- Given task 1 -
Retype the portion of the EML Payments article that begins with the words containing "Despite broadly missing" and ends with "group’s major shortcomings.", matching it character for character.
- Given task 2 -
Locate each line in the records that contains the string "column" and copy those lines out.

- Text block -
Technology

Despite falling revenue in 1Q FY23, EML soars on promise of 3-year transformation strategy

By Market Index
Fri 25 Nov 22, 1:59pm (AEST)
Transforming butterfly
Source: Unsplash

Key Points

  • EML is embarking on a transformation strategy designed to reposition the company for growth
  • Management believes the new strategy can fix the ailing business
  • The group is guiding to FY23 revenue of $240-260m

Despite broadly missing consensus estimates with first quarter FY23 revenue falling 5% and warning that costs were up 29%, embattled EML Payments (ASX: EML) was up 13.21% an hour out from the open following the struggling fintech’s AGM market update this morning.

What appears to have excited investors, who have witnessed the share price yo yo south following a litany of bad news – the most recent being another regulatory blow, this time in the UK – is new CEO Emma Shand’s frank admission of the group’s major shortcomings.

Shand also outlined a transformation strategy designed to reposition the company for growth.

In short, Shand reassured shareholders that the new strategy can fix the business by strengthening risk controls, driving cost outs and improving integration and cross-sell opportunities.

What went wrong

Shand admitted that the six prepaid card businesses acquired between FY15 and FY21 were left to operate in silos, missing an opportunity to integrate and extract synergies.

Shand concluded that unintegrated acquisitions, with their fragmented technology and processes, impacted operational efficiency, and masked valuable insights into customer and product profitability.

Three-year transformation

Shand notes the strategic review, which looks beyond the business and into its global markets, recognises that the payments industry will go through a period of radical transformation-with Open banking set to become a game changer.

“Today, we start a three-year transformation to focus the business for responsible growth and to be future fit to successfully compete in the world of payments over the coming five plus years,” Shand noted.

“… payments companies will have to offer specialised product and customer value propositions… driven by meaningful data insights; underpinned by scalable technology and have compliance and operational capabilities that allow quick time to market and quick time to value.”

While driven by five key enablers, Shand notes current regulatory remediations are a clear catalyst for the transformation strategy.

Six key priorities outlined by Shand include:

  • Transforming customer journey and service delivery.

  • Right-sizing the organisation with a structure aligned to strategy.

  • Rationalising legacy and duplicative technology and modernise core technology and operating platforms.

  • Creating a single source of data.

  • Forming a centralised technology, operations, innovation and delivery hub.

  • Strengthening compliance.

Four sectors

Management notes the group’s serviceable market, which looks specifically at the regions it wants to focus growth opportunities on, is valued at $114bn.

Today EML’s penetration of this serviceable market is 0.15%.

- Supplied entries -
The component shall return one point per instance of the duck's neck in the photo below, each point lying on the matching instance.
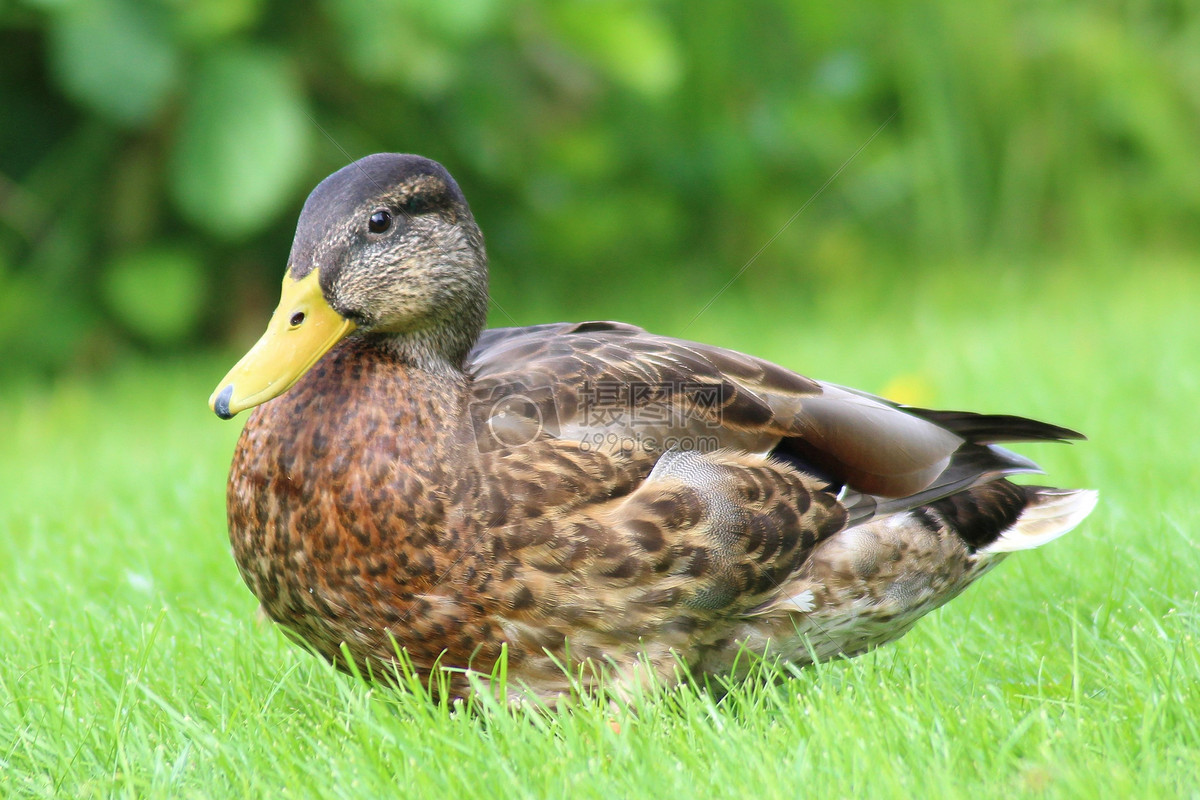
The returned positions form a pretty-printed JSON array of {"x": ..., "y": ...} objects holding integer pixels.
[{"x": 433, "y": 350}]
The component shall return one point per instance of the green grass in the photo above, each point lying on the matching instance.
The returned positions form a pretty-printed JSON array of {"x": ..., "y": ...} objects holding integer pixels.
[{"x": 131, "y": 662}]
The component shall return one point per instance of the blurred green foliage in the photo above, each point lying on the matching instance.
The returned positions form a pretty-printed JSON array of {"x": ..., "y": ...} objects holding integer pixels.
[{"x": 154, "y": 154}]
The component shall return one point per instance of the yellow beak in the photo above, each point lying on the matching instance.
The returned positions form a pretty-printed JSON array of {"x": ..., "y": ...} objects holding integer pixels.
[{"x": 303, "y": 329}]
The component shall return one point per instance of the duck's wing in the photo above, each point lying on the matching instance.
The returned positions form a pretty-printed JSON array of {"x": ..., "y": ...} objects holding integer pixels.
[{"x": 613, "y": 385}]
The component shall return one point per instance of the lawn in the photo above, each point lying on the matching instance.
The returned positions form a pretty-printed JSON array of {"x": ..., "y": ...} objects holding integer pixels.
[{"x": 132, "y": 663}]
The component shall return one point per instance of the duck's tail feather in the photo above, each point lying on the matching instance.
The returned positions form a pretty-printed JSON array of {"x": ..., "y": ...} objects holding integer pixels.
[
  {"x": 1049, "y": 515},
  {"x": 991, "y": 428}
]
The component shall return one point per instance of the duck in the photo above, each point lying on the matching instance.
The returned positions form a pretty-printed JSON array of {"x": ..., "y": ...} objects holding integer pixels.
[{"x": 579, "y": 505}]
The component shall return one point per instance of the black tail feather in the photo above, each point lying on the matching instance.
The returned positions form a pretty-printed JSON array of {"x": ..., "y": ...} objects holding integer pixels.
[{"x": 991, "y": 428}]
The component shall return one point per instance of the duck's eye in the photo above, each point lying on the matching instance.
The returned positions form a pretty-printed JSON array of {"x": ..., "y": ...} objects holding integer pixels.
[{"x": 379, "y": 222}]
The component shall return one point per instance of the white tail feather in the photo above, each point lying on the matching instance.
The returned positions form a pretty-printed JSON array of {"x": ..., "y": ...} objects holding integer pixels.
[{"x": 1054, "y": 513}]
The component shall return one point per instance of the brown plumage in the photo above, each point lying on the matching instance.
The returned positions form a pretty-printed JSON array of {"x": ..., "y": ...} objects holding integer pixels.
[{"x": 582, "y": 494}]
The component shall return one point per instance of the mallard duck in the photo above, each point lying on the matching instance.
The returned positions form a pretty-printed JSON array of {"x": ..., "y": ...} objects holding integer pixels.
[{"x": 589, "y": 501}]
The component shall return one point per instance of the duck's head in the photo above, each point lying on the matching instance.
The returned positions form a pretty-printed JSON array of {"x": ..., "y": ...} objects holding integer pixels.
[{"x": 385, "y": 246}]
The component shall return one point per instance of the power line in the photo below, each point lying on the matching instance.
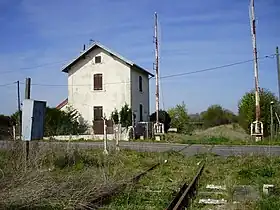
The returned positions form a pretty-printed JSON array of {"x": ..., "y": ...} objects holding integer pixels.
[
  {"x": 162, "y": 77},
  {"x": 81, "y": 85},
  {"x": 8, "y": 84},
  {"x": 217, "y": 67},
  {"x": 34, "y": 67}
]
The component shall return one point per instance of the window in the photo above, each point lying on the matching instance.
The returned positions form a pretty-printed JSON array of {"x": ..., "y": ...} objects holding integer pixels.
[
  {"x": 97, "y": 113},
  {"x": 97, "y": 81},
  {"x": 140, "y": 84},
  {"x": 97, "y": 59},
  {"x": 141, "y": 113}
]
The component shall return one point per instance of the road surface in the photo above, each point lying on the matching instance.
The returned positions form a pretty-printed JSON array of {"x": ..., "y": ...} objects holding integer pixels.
[{"x": 186, "y": 149}]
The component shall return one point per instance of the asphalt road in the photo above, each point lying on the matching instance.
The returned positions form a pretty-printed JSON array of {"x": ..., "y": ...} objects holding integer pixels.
[{"x": 188, "y": 150}]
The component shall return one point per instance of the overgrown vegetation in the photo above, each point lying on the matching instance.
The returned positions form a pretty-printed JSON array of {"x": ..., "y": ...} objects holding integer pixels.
[
  {"x": 239, "y": 171},
  {"x": 66, "y": 177}
]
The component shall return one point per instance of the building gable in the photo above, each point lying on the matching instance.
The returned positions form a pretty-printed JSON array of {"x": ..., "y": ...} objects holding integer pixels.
[{"x": 110, "y": 52}]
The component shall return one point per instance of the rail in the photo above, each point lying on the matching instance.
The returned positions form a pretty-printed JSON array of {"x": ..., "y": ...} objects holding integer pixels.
[
  {"x": 112, "y": 192},
  {"x": 186, "y": 193}
]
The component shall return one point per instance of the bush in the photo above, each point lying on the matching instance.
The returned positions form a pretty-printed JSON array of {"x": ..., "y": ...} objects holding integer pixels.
[
  {"x": 179, "y": 118},
  {"x": 215, "y": 115}
]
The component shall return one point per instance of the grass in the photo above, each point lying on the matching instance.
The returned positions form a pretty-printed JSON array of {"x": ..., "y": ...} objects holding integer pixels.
[
  {"x": 158, "y": 188},
  {"x": 64, "y": 178},
  {"x": 58, "y": 177}
]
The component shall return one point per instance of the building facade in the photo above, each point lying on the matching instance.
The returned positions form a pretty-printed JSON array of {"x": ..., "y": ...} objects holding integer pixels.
[{"x": 100, "y": 81}]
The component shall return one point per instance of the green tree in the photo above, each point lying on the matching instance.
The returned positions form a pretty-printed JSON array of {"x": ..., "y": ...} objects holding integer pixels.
[
  {"x": 126, "y": 116},
  {"x": 247, "y": 109},
  {"x": 215, "y": 115},
  {"x": 179, "y": 118}
]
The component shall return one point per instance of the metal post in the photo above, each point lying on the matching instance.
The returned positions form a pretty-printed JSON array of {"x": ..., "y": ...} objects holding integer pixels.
[
  {"x": 254, "y": 42},
  {"x": 118, "y": 136},
  {"x": 156, "y": 68},
  {"x": 27, "y": 96},
  {"x": 271, "y": 121},
  {"x": 278, "y": 70},
  {"x": 105, "y": 136},
  {"x": 19, "y": 112}
]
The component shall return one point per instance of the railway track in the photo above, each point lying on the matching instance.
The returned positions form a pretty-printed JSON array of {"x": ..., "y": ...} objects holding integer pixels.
[
  {"x": 187, "y": 192},
  {"x": 104, "y": 197}
]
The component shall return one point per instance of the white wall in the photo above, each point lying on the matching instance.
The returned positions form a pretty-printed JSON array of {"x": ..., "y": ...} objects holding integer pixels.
[
  {"x": 140, "y": 97},
  {"x": 116, "y": 84}
]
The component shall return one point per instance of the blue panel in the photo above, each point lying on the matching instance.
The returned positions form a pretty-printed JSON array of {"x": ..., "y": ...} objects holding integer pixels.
[
  {"x": 33, "y": 116},
  {"x": 38, "y": 120}
]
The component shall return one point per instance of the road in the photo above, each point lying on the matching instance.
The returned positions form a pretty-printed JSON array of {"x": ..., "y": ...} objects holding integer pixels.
[{"x": 188, "y": 150}]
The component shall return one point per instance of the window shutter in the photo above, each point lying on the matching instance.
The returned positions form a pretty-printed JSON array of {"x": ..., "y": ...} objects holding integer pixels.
[
  {"x": 140, "y": 84},
  {"x": 97, "y": 82},
  {"x": 98, "y": 112}
]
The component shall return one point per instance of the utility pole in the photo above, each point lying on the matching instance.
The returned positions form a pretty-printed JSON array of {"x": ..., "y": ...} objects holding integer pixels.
[
  {"x": 19, "y": 112},
  {"x": 278, "y": 70},
  {"x": 271, "y": 121},
  {"x": 254, "y": 42},
  {"x": 156, "y": 68},
  {"x": 27, "y": 96}
]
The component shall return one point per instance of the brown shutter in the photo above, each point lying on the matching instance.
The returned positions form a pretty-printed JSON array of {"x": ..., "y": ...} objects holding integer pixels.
[
  {"x": 98, "y": 112},
  {"x": 97, "y": 81},
  {"x": 140, "y": 84}
]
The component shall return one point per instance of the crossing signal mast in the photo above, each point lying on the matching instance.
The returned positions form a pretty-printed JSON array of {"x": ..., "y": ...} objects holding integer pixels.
[
  {"x": 158, "y": 127},
  {"x": 257, "y": 125}
]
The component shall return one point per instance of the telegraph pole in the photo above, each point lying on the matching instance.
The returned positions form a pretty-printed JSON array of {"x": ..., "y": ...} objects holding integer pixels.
[
  {"x": 156, "y": 68},
  {"x": 278, "y": 70},
  {"x": 27, "y": 96},
  {"x": 19, "y": 111},
  {"x": 254, "y": 42}
]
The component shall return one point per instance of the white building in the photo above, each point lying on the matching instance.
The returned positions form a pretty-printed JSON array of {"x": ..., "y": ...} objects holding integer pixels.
[{"x": 100, "y": 80}]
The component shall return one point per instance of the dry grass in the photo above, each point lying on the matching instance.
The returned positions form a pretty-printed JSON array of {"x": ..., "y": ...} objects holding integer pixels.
[
  {"x": 243, "y": 170},
  {"x": 61, "y": 178},
  {"x": 231, "y": 132}
]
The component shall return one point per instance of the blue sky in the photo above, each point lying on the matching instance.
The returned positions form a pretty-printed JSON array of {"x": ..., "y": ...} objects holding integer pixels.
[{"x": 193, "y": 35}]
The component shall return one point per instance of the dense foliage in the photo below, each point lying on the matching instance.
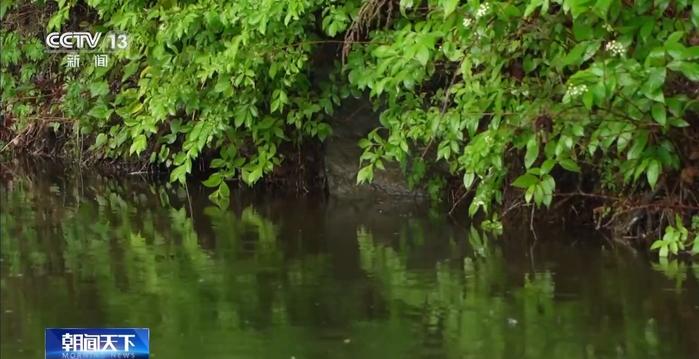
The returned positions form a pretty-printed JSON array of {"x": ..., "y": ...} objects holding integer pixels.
[{"x": 522, "y": 94}]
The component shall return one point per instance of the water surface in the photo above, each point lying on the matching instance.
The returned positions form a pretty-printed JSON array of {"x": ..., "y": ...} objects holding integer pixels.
[{"x": 280, "y": 277}]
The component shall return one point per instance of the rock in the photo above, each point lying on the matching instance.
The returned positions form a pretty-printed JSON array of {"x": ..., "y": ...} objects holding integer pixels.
[{"x": 353, "y": 121}]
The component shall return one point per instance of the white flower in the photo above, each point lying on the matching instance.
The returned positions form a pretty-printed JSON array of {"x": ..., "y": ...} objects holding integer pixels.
[
  {"x": 482, "y": 10},
  {"x": 575, "y": 91},
  {"x": 615, "y": 48}
]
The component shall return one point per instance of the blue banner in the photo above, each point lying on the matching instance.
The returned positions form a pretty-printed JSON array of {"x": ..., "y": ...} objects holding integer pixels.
[{"x": 97, "y": 343}]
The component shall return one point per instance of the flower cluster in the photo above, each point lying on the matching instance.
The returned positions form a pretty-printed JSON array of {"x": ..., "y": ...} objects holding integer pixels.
[
  {"x": 482, "y": 10},
  {"x": 615, "y": 48},
  {"x": 575, "y": 91}
]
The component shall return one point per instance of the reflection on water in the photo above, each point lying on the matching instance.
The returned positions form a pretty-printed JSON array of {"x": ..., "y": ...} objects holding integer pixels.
[{"x": 274, "y": 277}]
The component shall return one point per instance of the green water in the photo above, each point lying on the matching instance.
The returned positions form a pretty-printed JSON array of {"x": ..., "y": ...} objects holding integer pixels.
[{"x": 281, "y": 277}]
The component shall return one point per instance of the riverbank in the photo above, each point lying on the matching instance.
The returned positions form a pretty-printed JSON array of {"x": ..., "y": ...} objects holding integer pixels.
[{"x": 308, "y": 277}]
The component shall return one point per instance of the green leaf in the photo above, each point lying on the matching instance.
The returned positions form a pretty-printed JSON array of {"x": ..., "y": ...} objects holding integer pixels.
[
  {"x": 99, "y": 88},
  {"x": 654, "y": 169},
  {"x": 138, "y": 145},
  {"x": 100, "y": 140},
  {"x": 213, "y": 181},
  {"x": 641, "y": 139},
  {"x": 449, "y": 6}
]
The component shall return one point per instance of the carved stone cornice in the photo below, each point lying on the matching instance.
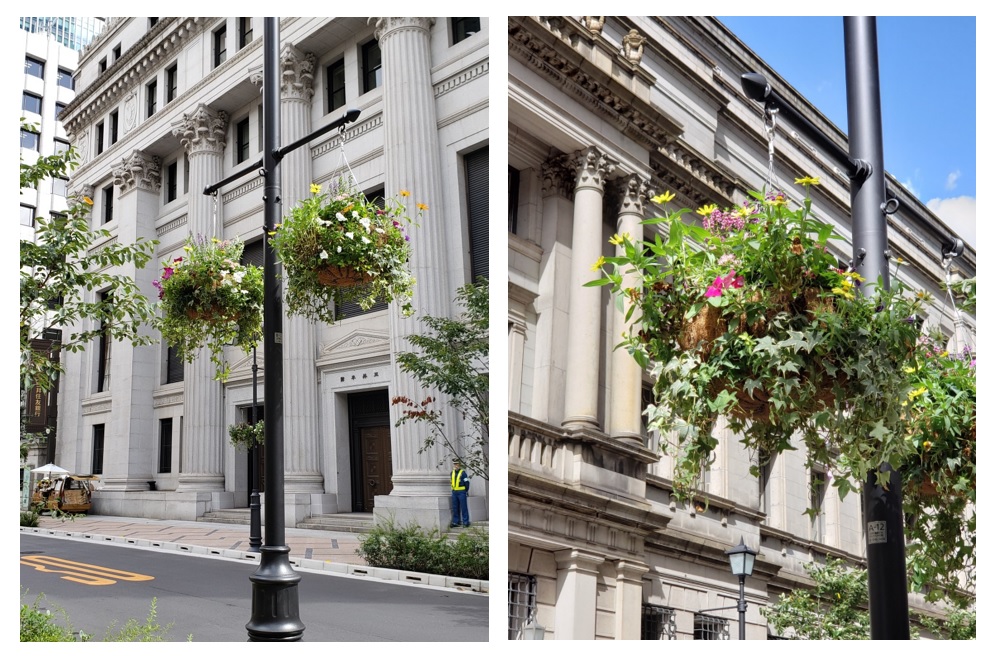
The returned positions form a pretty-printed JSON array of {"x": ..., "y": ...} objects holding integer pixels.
[
  {"x": 386, "y": 27},
  {"x": 592, "y": 167},
  {"x": 138, "y": 171},
  {"x": 558, "y": 177},
  {"x": 202, "y": 131}
]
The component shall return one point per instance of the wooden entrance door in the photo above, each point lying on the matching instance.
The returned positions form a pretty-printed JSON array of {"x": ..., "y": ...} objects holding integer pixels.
[{"x": 371, "y": 448}]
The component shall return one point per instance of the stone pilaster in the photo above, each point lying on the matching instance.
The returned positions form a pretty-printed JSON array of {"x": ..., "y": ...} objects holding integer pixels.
[
  {"x": 203, "y": 135},
  {"x": 420, "y": 490},
  {"x": 585, "y": 319},
  {"x": 625, "y": 374}
]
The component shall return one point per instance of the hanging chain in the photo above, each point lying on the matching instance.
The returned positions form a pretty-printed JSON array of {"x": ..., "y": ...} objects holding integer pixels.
[{"x": 770, "y": 122}]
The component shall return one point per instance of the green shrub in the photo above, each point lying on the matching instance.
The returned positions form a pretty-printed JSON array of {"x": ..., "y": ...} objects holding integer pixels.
[{"x": 427, "y": 551}]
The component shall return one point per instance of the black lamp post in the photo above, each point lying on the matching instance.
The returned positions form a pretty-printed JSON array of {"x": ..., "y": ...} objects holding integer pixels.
[{"x": 741, "y": 564}]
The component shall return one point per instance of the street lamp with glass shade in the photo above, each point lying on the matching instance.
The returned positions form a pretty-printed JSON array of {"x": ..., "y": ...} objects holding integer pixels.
[{"x": 741, "y": 564}]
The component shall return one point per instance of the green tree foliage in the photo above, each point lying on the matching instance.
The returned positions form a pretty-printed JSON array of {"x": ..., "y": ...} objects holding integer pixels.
[
  {"x": 452, "y": 357},
  {"x": 64, "y": 265}
]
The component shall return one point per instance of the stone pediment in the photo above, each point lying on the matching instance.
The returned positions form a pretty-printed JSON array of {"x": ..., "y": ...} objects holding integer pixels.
[{"x": 360, "y": 344}]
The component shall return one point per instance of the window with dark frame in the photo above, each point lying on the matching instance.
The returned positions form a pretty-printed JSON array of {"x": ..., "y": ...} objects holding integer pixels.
[
  {"x": 65, "y": 79},
  {"x": 462, "y": 28},
  {"x": 151, "y": 98},
  {"x": 244, "y": 32},
  {"x": 371, "y": 66},
  {"x": 243, "y": 141},
  {"x": 477, "y": 203},
  {"x": 522, "y": 602},
  {"x": 108, "y": 204},
  {"x": 165, "y": 445},
  {"x": 31, "y": 103},
  {"x": 34, "y": 67},
  {"x": 220, "y": 46},
  {"x": 29, "y": 139},
  {"x": 98, "y": 435},
  {"x": 657, "y": 623},
  {"x": 171, "y": 82},
  {"x": 336, "y": 93}
]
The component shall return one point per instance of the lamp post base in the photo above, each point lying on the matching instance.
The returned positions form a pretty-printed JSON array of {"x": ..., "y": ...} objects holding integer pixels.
[{"x": 275, "y": 598}]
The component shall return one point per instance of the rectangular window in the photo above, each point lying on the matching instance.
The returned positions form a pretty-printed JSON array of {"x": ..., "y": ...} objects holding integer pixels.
[
  {"x": 97, "y": 449},
  {"x": 243, "y": 141},
  {"x": 108, "y": 204},
  {"x": 103, "y": 355},
  {"x": 171, "y": 83},
  {"x": 27, "y": 215},
  {"x": 174, "y": 367},
  {"x": 371, "y": 66},
  {"x": 709, "y": 628},
  {"x": 477, "y": 203},
  {"x": 171, "y": 182},
  {"x": 657, "y": 623},
  {"x": 462, "y": 28},
  {"x": 514, "y": 199},
  {"x": 34, "y": 67},
  {"x": 151, "y": 98},
  {"x": 29, "y": 139},
  {"x": 244, "y": 32},
  {"x": 335, "y": 85},
  {"x": 522, "y": 603},
  {"x": 114, "y": 125},
  {"x": 220, "y": 46},
  {"x": 31, "y": 103},
  {"x": 65, "y": 79},
  {"x": 165, "y": 445}
]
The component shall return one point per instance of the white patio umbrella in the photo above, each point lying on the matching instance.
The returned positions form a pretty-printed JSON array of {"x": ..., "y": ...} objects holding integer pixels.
[{"x": 50, "y": 469}]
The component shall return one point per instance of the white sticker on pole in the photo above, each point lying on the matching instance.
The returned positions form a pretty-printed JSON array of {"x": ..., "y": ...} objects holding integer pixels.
[{"x": 877, "y": 532}]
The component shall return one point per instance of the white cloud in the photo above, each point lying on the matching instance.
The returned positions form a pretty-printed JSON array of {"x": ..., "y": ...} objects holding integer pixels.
[
  {"x": 951, "y": 180},
  {"x": 960, "y": 214}
]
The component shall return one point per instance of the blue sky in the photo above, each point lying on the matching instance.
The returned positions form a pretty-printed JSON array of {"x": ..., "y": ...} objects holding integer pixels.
[{"x": 928, "y": 95}]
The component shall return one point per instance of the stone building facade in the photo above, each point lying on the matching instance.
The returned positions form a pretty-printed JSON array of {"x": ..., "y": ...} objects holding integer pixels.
[
  {"x": 605, "y": 113},
  {"x": 168, "y": 106}
]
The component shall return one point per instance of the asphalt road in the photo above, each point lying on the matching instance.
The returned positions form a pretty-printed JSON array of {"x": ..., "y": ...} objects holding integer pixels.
[{"x": 210, "y": 597}]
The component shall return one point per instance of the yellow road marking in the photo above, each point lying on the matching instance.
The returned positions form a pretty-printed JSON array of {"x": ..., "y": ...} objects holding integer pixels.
[{"x": 82, "y": 573}]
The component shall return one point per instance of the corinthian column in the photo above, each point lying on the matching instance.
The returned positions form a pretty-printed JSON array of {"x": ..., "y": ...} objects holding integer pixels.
[
  {"x": 420, "y": 491},
  {"x": 203, "y": 135},
  {"x": 585, "y": 320},
  {"x": 625, "y": 375}
]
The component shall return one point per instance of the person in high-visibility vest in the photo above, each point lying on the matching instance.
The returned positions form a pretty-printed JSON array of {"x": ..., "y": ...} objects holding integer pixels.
[{"x": 460, "y": 483}]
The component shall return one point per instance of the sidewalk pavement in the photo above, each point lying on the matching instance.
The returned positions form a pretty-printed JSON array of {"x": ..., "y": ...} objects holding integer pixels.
[{"x": 313, "y": 549}]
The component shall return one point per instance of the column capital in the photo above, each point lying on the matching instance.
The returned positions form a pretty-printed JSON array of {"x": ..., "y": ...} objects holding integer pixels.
[
  {"x": 386, "y": 26},
  {"x": 591, "y": 167},
  {"x": 138, "y": 171},
  {"x": 558, "y": 177},
  {"x": 202, "y": 131}
]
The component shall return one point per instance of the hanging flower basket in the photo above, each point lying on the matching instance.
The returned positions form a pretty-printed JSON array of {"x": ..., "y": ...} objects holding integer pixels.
[
  {"x": 244, "y": 435},
  {"x": 208, "y": 298},
  {"x": 339, "y": 247}
]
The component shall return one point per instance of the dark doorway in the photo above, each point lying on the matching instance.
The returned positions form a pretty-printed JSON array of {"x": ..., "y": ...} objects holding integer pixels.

- Response 1 -
Despite broadly missing consensus estimates with first quarter FY23 revenue falling 5% and warning that costs were up 29%, embattled EML Payments (ASX: EML) was up 13.21% an hour out from the open following the struggling fintech’s AGM market update this morning.

What appears to have excited investors, who have witnessed the share price yo yo south following a litany of bad news – the most recent being another regulatory blow, this time in the UK – is new CEO Emma Shand’s frank admission of the group’s major shortcomings.

- Response 2 -
The component shall return one point per instance of the corinthian column in the photo above, each point lying on the matching instance.
The component shall return one point per instance of the column capital in the photo above, each point lying on the matching instance.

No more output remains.